> **STATED GOAL**: Print the records below line for line without changing anything, and leave the images out.

> **LISTED ENTRIES**:
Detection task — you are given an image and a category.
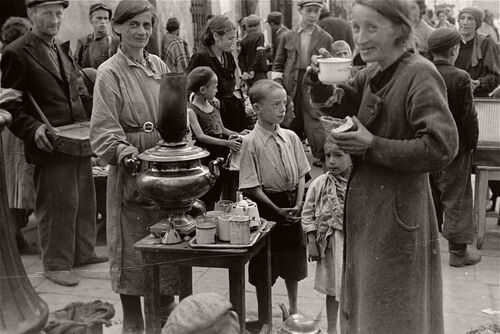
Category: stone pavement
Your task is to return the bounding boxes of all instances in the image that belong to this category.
[18,158,500,334]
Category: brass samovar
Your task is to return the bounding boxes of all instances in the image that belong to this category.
[137,73,223,243]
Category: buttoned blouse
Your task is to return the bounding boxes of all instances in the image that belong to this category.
[240,123,311,192]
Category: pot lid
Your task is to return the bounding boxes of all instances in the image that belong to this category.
[138,140,210,162]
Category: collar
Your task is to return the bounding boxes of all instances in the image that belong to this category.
[254,122,285,145]
[433,59,451,65]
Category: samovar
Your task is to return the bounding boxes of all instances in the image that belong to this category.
[137,73,223,243]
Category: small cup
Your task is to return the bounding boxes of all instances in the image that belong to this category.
[196,222,217,244]
[217,214,232,241]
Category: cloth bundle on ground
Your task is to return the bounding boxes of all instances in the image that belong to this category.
[42,300,115,334]
[162,292,240,334]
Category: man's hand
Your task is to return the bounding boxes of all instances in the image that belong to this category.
[332,116,375,155]
[35,124,54,153]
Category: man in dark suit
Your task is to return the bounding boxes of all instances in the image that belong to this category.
[428,28,481,267]
[271,0,333,161]
[0,0,107,286]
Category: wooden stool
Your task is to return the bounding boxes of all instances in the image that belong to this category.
[474,166,500,249]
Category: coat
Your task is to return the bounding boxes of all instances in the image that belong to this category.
[90,49,179,295]
[272,26,333,98]
[312,54,458,334]
[0,31,88,165]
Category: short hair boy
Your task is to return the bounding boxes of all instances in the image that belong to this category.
[429,28,481,267]
[240,79,310,321]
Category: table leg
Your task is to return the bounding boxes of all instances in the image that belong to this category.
[263,235,273,331]
[143,254,161,334]
[229,262,246,333]
[179,266,193,301]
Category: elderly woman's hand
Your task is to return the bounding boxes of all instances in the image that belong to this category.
[332,116,375,155]
[310,48,332,73]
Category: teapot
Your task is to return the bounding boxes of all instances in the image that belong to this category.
[231,199,260,228]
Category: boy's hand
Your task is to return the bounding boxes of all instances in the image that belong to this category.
[227,137,241,152]
[307,239,320,262]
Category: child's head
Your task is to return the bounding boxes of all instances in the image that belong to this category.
[188,66,218,101]
[428,27,462,64]
[324,135,352,175]
[332,40,352,58]
[248,79,286,124]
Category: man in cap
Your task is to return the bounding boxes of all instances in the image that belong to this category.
[428,27,481,267]
[271,0,333,166]
[238,14,268,87]
[266,12,289,61]
[0,0,107,286]
[161,17,191,73]
[455,6,500,97]
[75,3,120,69]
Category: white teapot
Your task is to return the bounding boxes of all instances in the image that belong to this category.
[231,199,260,228]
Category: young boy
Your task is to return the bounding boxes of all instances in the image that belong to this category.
[240,79,310,322]
[302,136,352,334]
[428,28,481,267]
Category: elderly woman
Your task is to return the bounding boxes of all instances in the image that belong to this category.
[455,6,500,97]
[90,0,178,333]
[312,0,458,334]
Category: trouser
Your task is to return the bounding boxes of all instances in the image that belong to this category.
[430,150,474,249]
[34,156,96,270]
[290,70,326,160]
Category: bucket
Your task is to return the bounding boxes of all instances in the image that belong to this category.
[196,222,217,244]
[229,216,250,245]
[217,214,233,241]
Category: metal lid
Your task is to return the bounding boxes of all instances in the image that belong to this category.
[139,140,210,162]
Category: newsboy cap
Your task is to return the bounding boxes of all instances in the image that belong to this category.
[266,12,283,24]
[458,6,484,30]
[427,27,462,51]
[89,2,113,19]
[297,0,323,8]
[26,0,69,8]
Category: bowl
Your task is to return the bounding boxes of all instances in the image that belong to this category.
[318,57,351,85]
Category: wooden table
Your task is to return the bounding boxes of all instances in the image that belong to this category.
[134,222,274,334]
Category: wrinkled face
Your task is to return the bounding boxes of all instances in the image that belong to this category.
[255,88,286,124]
[325,143,352,175]
[299,6,321,27]
[458,13,477,36]
[333,48,351,58]
[28,4,64,37]
[214,29,236,52]
[90,9,109,34]
[200,75,219,101]
[114,12,153,49]
[352,4,401,68]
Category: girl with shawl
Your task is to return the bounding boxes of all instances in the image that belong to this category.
[302,136,352,334]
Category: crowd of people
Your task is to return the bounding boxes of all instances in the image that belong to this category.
[0,0,500,334]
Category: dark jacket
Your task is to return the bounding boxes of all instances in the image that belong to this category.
[272,26,333,98]
[434,60,479,150]
[75,34,120,69]
[319,16,354,51]
[238,31,268,73]
[0,32,88,165]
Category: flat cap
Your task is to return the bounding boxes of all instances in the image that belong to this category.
[26,0,69,8]
[266,12,283,24]
[427,27,462,51]
[89,2,113,19]
[245,14,262,27]
[297,0,323,8]
[458,6,484,30]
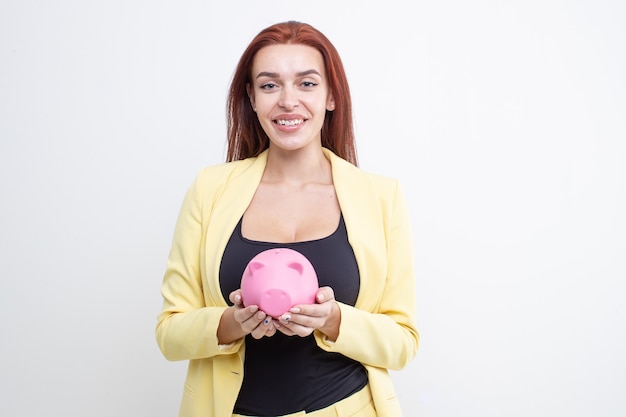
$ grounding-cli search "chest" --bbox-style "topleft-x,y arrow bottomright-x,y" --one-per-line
242,183 -> 341,243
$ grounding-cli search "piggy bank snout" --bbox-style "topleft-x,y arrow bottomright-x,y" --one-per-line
258,288 -> 293,317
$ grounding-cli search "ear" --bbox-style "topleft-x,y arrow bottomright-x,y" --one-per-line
246,83 -> 256,112
248,261 -> 265,275
326,93 -> 335,111
287,262 -> 304,275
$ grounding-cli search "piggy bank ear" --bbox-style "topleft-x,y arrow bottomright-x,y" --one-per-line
248,261 -> 265,275
287,262 -> 304,275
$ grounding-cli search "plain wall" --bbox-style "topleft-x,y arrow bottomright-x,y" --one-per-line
0,0 -> 626,417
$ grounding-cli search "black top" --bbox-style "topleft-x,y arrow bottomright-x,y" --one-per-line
220,216 -> 367,416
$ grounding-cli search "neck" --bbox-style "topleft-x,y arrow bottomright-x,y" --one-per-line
263,147 -> 332,184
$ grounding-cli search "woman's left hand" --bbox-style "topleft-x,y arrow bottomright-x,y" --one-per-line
277,287 -> 341,340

> **EXERCISE RESULT**:
Detection task — you are given an image and a category.
Category: stone pavement
Your task is to return the bounding boxes of all instances in the image that belong to this category.
[18,158,500,334]
Category: brass samovar
Your task is to return the bounding boxes of all instances in the image that belong to this category.
[137,73,223,243]
Category: buttoned blouse
Your task is to return the bounding boxes of all instances in the image that belong to this category.
[240,123,311,192]
Category: pot lid
Your task is to return the bounding boxes of all instances in the image that belong to this category.
[138,140,210,162]
Category: collar
Your task is to return the bounding boxes of all instances in the image that belong to this category.
[254,122,285,145]
[433,59,451,65]
Category: samovar
Your task is to return the bounding boxes of all instances in the image that belong to this category.
[137,73,223,243]
Category: small cup
Your task is to return the bounding boxes of all instances in the image that belong to this category.
[196,222,217,244]
[217,214,232,241]
Category: cloth bundle on ground
Your task is to return the bounding boxes of all instances in the image that belong to this category.
[42,300,115,334]
[162,292,240,334]
Category: man's hand
Your task is to return the bounding boxes of all instances in the image that belong to this category.
[332,116,375,155]
[35,124,54,153]
Category: man in dark suit
Your task is to return the bounding boxes of all instances in the image that belong to this category.
[428,28,481,267]
[271,0,333,161]
[0,0,107,286]
Category: wooden stool
Your task is to return the bounding boxes of all instances in the image that belong to this category.
[474,166,500,249]
Category: coat
Your task is to return the bounding boxes of all instances in the image that belong to this category.
[90,49,179,295]
[272,26,333,98]
[312,54,458,334]
[0,31,88,165]
Category: short hair boy
Your task is to return the bounding boxes of all instances in the image that belong to this category.
[429,28,481,267]
[240,79,310,321]
Category: table leg
Your task is to return the bounding boxes of all instances in the image that belong to this category.
[263,235,273,331]
[143,254,161,334]
[229,262,246,333]
[179,266,193,301]
Category: elderly woman's hand
Your task is to return the bounding boxes of all instances in the image that belong to this category.
[332,116,375,155]
[310,48,332,73]
Category: teapot
Your task is to return the bounding boxes of all instances in the image that belong to this category.
[231,199,260,228]
Category: boy's hand
Your task is to return the bounding boxes of all instances in the image that belong to this category.
[227,137,241,152]
[307,239,320,262]
Category: child's head
Your task is to return the bounding boxes of all instances in the image that belong to this category.
[188,66,218,101]
[428,27,462,64]
[324,135,352,175]
[332,40,352,58]
[248,79,286,124]
Category: man in cap
Your task is to return the bounding boxes of all instances in the image that belong to this category.
[428,27,481,267]
[271,0,333,166]
[238,14,268,87]
[266,12,289,61]
[0,0,107,286]
[161,17,191,73]
[455,6,500,97]
[75,3,120,69]
Category: white teapot
Your task is to return the bounding boxes of all instances in the image that belong to this category.
[231,199,260,228]
Category: young boy
Your task is to return the bounding boxes of all instances in the image that belong to this category.
[240,79,310,322]
[302,136,352,334]
[428,28,481,267]
Category: elderly woman
Your task is to return the bounding boxes of all instances in the image that belong to this category.
[455,6,500,97]
[90,0,178,333]
[312,0,458,334]
Category: trouser
Your task is to return the bounding boxes of all instances in the image that belong to this category.
[430,150,474,249]
[34,156,96,270]
[290,70,326,160]
Category: bucket
Your task is to return the bounding boxes of all instances in the image that belong to this category.
[196,222,217,244]
[229,216,250,245]
[217,214,233,241]
Category: metal lid
Your task is to return the bounding boxes of all instances in the image that belong to this category.
[139,140,210,162]
Category: newsboy cap
Your task is to return the bounding boxes of all instances in the image that belong to this category.
[266,12,283,24]
[458,6,484,30]
[427,27,462,51]
[89,2,113,19]
[297,0,323,8]
[26,0,69,8]
Category: bowl
Your task is to return the bounding boxes of all instances in the image that belong to this category.
[318,57,351,85]
Category: wooden table
Your task is to return the bounding boxes of all instances in the image that belong to this category.
[134,222,274,334]
Category: wrinkled face
Your task is to return the bounding boxes of all instances in the image that belong to this category.
[255,88,286,124]
[325,143,352,175]
[299,6,321,27]
[458,13,477,36]
[333,48,351,58]
[28,4,64,37]
[214,29,236,52]
[90,9,109,34]
[200,75,219,101]
[114,12,153,49]
[352,4,401,68]
Category: girl with shawl
Your task is to return the bounding boxes of all instances in the image that belong to this category.
[302,136,352,334]
Category: crowd of people
Your task is to return the bounding boxes of all instances in the image that belong to this category.
[0,0,500,334]
Category: dark jacket
Your task is to return the bounding boxes of all instances in the image that belong to this category.
[272,26,333,98]
[434,60,479,150]
[75,34,120,69]
[319,16,354,51]
[238,31,268,73]
[0,32,88,165]
Category: flat cap
Your task is to return the bounding boxes of all instances in the image that belong to this category.
[26,0,69,8]
[266,12,283,24]
[427,27,462,51]
[89,2,113,19]
[245,14,262,27]
[297,0,323,8]
[458,6,484,30]
$ grounding-cli search "chest" --bbox-style "topleft-x,y arrow bottomright-x,y" --one-per-line
242,183 -> 341,243
$ grounding-cli search "piggy bank snout" --bbox-style "topleft-x,y arrow bottomright-x,y" --one-per-line
258,288 -> 293,317
$ grounding-cli search "ear" --bbox-style "topleft-x,y arrow bottomright-x,y" --one-per-line
246,83 -> 256,112
248,261 -> 265,275
326,93 -> 335,111
287,262 -> 304,275
$ grounding-cli search "piggy bank ear" --bbox-style "topleft-x,y arrow bottomright-x,y" --one-per-line
248,261 -> 265,275
287,262 -> 304,275
$ grounding-cli search "plain wall" --bbox-style "topleft-x,y arrow bottomright-x,y" --one-per-line
0,0 -> 626,417
$ grounding-cli search "black top" --bbox-style "topleft-x,y arrow bottomright-x,y" --one-per-line
220,216 -> 367,416
$ grounding-cli search "neck" --bbox-style "topleft-x,y arrow bottomright-x,y" --one-per-line
263,147 -> 332,184
$ grounding-cli search "woman's left hand" --bbox-style "topleft-x,y arrow bottomright-x,y" --one-per-line
277,287 -> 341,340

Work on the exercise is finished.